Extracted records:
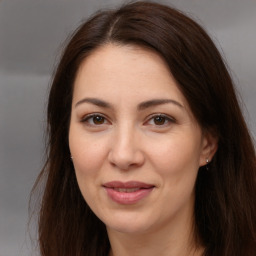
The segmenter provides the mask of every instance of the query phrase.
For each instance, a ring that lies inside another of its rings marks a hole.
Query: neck
[[[184,219],[183,219],[184,221]],[[182,225],[182,226],[181,226]],[[121,233],[108,229],[109,256],[201,256],[203,247],[195,239],[193,221],[168,223],[159,230]]]

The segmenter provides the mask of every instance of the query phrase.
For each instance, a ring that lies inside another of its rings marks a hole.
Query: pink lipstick
[[[147,197],[155,186],[139,181],[111,181],[103,184],[103,187],[114,202],[129,205]]]

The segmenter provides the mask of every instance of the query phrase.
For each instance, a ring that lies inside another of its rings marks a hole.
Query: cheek
[[[192,136],[192,135],[191,135]],[[191,136],[173,136],[159,141],[154,147],[148,148],[150,159],[155,169],[163,174],[182,174],[187,171],[196,171],[200,161],[199,139]],[[192,139],[191,139],[192,138]]]

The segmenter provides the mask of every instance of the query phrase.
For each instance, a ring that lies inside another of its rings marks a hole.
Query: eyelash
[[[92,120],[92,122],[93,122],[93,118],[96,118],[96,117],[99,117],[99,118],[101,118],[101,119],[103,119],[103,123],[100,123],[100,124],[95,124],[95,123],[90,123],[90,120]],[[154,122],[154,119],[155,118],[163,118],[164,119],[164,123],[163,124],[149,124],[149,122],[151,121],[151,120],[153,120],[153,122]],[[81,120],[81,122],[82,123],[87,123],[89,126],[100,126],[100,125],[104,125],[104,124],[106,124],[106,122],[107,123],[110,123],[110,122],[108,122],[107,121],[107,118],[104,116],[104,115],[102,115],[102,114],[100,114],[100,113],[93,113],[93,114],[89,114],[89,115],[86,115],[82,120]],[[167,122],[167,123],[166,123]],[[157,127],[166,127],[166,126],[168,126],[168,124],[170,124],[170,123],[175,123],[176,122],[176,120],[174,119],[174,118],[172,118],[172,117],[170,117],[170,116],[168,116],[168,115],[165,115],[165,114],[162,114],[162,113],[159,113],[159,114],[152,114],[152,115],[150,115],[148,118],[147,118],[147,120],[146,120],[146,122],[144,122],[144,124],[149,124],[149,125],[152,125],[152,126],[157,126]]]
[[[159,113],[159,114],[152,114],[152,115],[150,115],[148,118],[147,118],[147,121],[146,121],[146,123],[149,123],[151,120],[154,122],[154,119],[155,118],[163,118],[164,119],[164,123],[163,124],[152,124],[153,126],[157,126],[157,127],[159,127],[159,128],[162,128],[162,127],[166,127],[166,126],[168,126],[170,123],[175,123],[175,119],[174,118],[172,118],[172,117],[170,117],[170,116],[168,116],[168,115],[165,115],[165,114],[161,114],[161,113]],[[156,120],[155,120],[156,121]]]
[[[89,123],[89,120],[91,119],[92,122],[93,122],[93,118],[96,118],[96,117],[103,118],[103,122],[104,122],[104,123],[102,123],[102,124],[95,124],[95,123],[90,124],[90,123]],[[90,125],[90,126],[99,126],[99,125],[105,124],[105,121],[106,121],[106,120],[107,120],[107,118],[106,118],[104,115],[99,114],[99,113],[93,113],[93,114],[86,115],[86,116],[81,120],[81,122],[82,122],[82,123],[87,123],[87,124]]]

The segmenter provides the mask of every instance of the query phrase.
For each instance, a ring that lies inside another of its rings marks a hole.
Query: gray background
[[[42,167],[47,88],[61,45],[92,12],[123,2],[0,0],[0,256],[36,255],[28,200]],[[256,0],[161,2],[207,28],[229,63],[255,137]]]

■ What you should do
Rewrite all of the material above, replacing "segmenter" with "annotator" everywhere and keeping everything else the same, but leave the pictures out of your answer.

■ Exercise output
The annotator provides the mask of every instance of the query phrase.
For each instance, a ring that lies inside another of its rings marks a hole.
Query: neck
[[[184,219],[183,219],[184,221]],[[182,225],[182,226],[181,226]],[[121,233],[108,229],[109,256],[201,256],[203,247],[195,239],[193,221],[168,223],[159,230]]]

The annotator provides the mask of every instance of the query phrase.
For each instance, a ring that lies inside another of its rings marks a hole.
Query: pink lipstick
[[[147,197],[155,186],[139,181],[111,181],[103,184],[103,187],[114,202],[129,205]]]

The annotator provides the mask of every instance of the query phrase.
For each instance, a ring that lies inside another of its rings marks a hole.
Query: cheek
[[[192,136],[192,135],[191,135]],[[191,136],[173,136],[159,141],[154,147],[148,148],[150,159],[155,169],[163,174],[182,174],[187,171],[196,171],[200,161],[199,139]],[[192,139],[191,139],[192,138]]]

The annotator provides the mask of every instance of the query phrase.
For each instance, a ring that lies inside another of its rings marks a hole.
Query: eyelash
[[[92,120],[92,122],[93,122],[93,118],[96,118],[96,117],[99,117],[99,118],[101,118],[101,119],[103,119],[103,123],[100,123],[100,124],[95,124],[95,123],[90,123],[90,120]],[[154,122],[154,119],[155,118],[163,118],[164,119],[164,123],[163,124],[149,124],[149,122],[151,121],[151,120],[153,120],[153,122]],[[81,120],[81,122],[82,123],[87,123],[89,126],[100,126],[100,125],[104,125],[104,124],[106,124],[106,122],[107,123],[110,123],[110,122],[108,122],[107,121],[107,118],[104,116],[104,115],[102,115],[102,114],[100,114],[100,113],[93,113],[93,114],[89,114],[89,115],[86,115],[82,120]],[[167,122],[167,123],[166,123]],[[157,127],[166,127],[166,126],[168,126],[168,124],[170,124],[170,123],[175,123],[176,122],[176,120],[174,119],[174,118],[172,118],[172,117],[170,117],[170,116],[168,116],[168,115],[165,115],[165,114],[162,114],[162,113],[159,113],[159,114],[152,114],[152,115],[150,115],[148,118],[147,118],[147,120],[146,120],[146,122],[144,122],[144,124],[149,124],[149,125],[152,125],[152,126],[157,126]]]
[[[159,113],[159,114],[152,114],[152,115],[150,115],[148,118],[147,118],[147,121],[146,121],[146,123],[149,123],[151,120],[154,122],[154,119],[155,118],[163,118],[164,119],[164,123],[163,124],[152,124],[153,126],[157,126],[157,127],[159,127],[159,128],[162,128],[162,127],[166,127],[166,126],[168,126],[170,123],[175,123],[175,119],[174,118],[172,118],[172,117],[170,117],[170,116],[168,116],[168,115],[165,115],[165,114],[161,114],[161,113]],[[156,120],[155,120],[156,121]]]
[[[89,123],[89,120],[91,119],[92,122],[93,122],[93,118],[96,118],[96,117],[103,118],[103,122],[104,122],[104,123],[102,123],[102,124],[95,124],[95,123],[90,124],[90,123]],[[90,125],[90,126],[99,126],[99,125],[105,124],[105,121],[106,121],[106,120],[107,120],[107,118],[106,118],[104,115],[99,114],[99,113],[93,113],[93,114],[86,115],[86,116],[81,120],[81,122],[82,122],[82,123],[87,123],[87,124]]]

The annotator provides the mask of every instance of the query phrase.
For each instance, a ring that lies inside another of its rings marks a hole.
Query: gray background
[[[42,167],[47,88],[61,45],[92,12],[123,2],[0,0],[0,256],[36,255],[28,200]],[[256,0],[161,2],[207,28],[229,63],[255,137]]]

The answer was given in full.